:: What is required ::
If a line in the records below holds the word "distant", copy it.

(Data to examine Opens)

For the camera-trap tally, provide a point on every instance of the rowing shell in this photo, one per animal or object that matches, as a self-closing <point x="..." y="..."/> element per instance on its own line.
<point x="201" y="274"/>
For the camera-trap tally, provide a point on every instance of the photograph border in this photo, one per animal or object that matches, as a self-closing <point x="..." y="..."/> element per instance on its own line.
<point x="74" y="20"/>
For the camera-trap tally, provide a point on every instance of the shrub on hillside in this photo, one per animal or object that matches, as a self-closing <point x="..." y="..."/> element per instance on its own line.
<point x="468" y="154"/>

(Data to examine Closes)
(Data to examine Opens)

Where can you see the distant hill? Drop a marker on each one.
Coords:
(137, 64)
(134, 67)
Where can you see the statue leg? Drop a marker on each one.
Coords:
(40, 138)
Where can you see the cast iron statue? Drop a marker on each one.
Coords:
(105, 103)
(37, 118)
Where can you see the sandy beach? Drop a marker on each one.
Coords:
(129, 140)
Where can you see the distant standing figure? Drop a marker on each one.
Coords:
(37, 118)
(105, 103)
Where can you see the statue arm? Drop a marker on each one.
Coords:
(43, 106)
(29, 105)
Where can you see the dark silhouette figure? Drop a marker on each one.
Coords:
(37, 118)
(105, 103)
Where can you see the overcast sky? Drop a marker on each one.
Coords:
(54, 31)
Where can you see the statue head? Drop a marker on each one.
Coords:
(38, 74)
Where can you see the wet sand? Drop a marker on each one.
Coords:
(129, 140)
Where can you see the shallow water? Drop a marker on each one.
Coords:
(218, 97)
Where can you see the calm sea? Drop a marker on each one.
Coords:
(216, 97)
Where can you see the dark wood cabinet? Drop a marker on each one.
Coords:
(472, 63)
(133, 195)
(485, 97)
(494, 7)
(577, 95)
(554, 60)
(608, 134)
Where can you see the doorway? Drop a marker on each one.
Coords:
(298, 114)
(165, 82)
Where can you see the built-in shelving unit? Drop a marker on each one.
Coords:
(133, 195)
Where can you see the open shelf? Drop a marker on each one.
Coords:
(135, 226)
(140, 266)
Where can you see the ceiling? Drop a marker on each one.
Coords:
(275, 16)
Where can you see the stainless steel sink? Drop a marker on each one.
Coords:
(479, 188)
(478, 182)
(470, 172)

(Data to examine Closes)

:: Exercise result ::
Where can you see the distant hill? Drop a marker on each one.
Where can you see the distant standing figure? Drop a marker on each one.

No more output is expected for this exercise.